Your task. Reproduce the lines of the material below, swapping "pinnacle" for "spire" and leaving everything else unchanged.

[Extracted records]
----------

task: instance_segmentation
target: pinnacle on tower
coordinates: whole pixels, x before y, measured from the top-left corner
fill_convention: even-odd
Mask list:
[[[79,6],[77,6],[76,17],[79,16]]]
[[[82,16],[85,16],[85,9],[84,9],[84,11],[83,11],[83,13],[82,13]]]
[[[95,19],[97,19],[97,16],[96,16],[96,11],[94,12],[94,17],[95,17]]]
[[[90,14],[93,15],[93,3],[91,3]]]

----------

In response.
task: instance_segmentation
target: spire on tower
coordinates: whole pixels, x before y, measured from the top-left corner
fill_convention: even-odd
Mask list:
[[[79,6],[77,6],[76,17],[79,16]]]
[[[82,16],[85,16],[85,9],[84,9],[84,11],[83,11],[83,13],[82,13]]]
[[[95,19],[97,19],[97,16],[96,16],[96,11],[94,12],[94,17],[95,17]]]
[[[90,14],[93,15],[93,3],[91,3]]]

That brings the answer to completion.